■ **DOCUMENT SEGMENT**
= Beginning of Section =

Jazz band pushing boundaries

Jazz musicians have teamed up with two Kent charities to create a unique band that gives disabled people the chance to create, rehearse and perform their own music alongside seasoned players.

Band without Boundaries was created after Kent Music was challenged by Community Futures Kent to devise a way of offering free, socially inclusive music-making for adults with a range of learning disabilities.

Sue Marlow, Kent Music’s development worker for West Kent, said: “My immediate thought was jazz. I was running a jazz group for adults and asked some of them if they would like to be part of it. They are such giving people and so we have a wonderful core of musicians who are learning from the experience too.

“We had our first session in November 2010 and we have had about 20 sessions so far, one a month on average, with funding from Kent County Council and a private sponsor channelled through Community Futures Kent. Now we’re looking for more funding to keep Band without Boundaries going into the future.”

Sessions were originally held at the Stag Theatre, Sevenoaks, then at Sevenoaks Primary School but now the band practises in the hall at Amherst Primary School, Sevenoaks, which the head allows them to use for free. They can also take advantage of the space outside, which the group was able to use for a fund-raising event in September – the Jazz Picnic.

Each Band without Boundaries session is attended by about 20 people, mainly from Sevenoaks, Tonbridge and Swanley, a mix of local musicians and eight to 10 disabled people and their support workers.
The sessions are directed by Joe Browne, a former member of Kent Youth Jazz Orchestra and the National Youth Jazz Orchestra who is now a freelance musician and music leader.

While Joe sets up keyboards, and volunteers bring their own wind instruments and guitars, Sue organises a selection of percussion instruments, including tambourines, shakers, claves, djembes and even a full drum kit.

Sue said: “Percussion instruments are more accessible, particularly for people whose disability may leave them with limited co-ordination.”

= End of Section =

Collected data:
= Beginning of Section =

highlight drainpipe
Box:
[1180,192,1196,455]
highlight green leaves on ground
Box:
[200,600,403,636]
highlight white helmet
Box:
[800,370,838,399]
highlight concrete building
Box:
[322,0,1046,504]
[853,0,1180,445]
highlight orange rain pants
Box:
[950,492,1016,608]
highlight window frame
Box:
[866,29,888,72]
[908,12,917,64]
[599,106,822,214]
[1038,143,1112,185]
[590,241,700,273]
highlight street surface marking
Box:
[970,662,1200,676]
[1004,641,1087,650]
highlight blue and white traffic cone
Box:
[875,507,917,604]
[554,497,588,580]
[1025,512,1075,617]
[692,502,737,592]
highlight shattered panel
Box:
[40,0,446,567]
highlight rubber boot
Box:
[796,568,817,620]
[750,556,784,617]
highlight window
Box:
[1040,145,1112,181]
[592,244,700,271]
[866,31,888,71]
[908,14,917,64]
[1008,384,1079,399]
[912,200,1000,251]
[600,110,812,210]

= End of Section =

■ **WHAT TO WORK ON**
• 1. Using the article on Band without Boundaries, answer:
(a) Which organization challenged Kent Music to devise free, socially inclusive music-making for adults with learning disabilities?
(b) In what month and year was the band's first session held?
(c) Where does the band practice now?
• 2. List every percussion instrument that the article on Band without Boundaries says Sue organizes for the sessions.

■ **ANSWERS GIVEN**
• 1.
(a) Community Futures Kent
(b) November 2010
(c) In the hall at Amherst Primary School, Sevenoaks

• 2.
- Tambourines
- Shakers
- Claves
- Djembes
- A full drum kit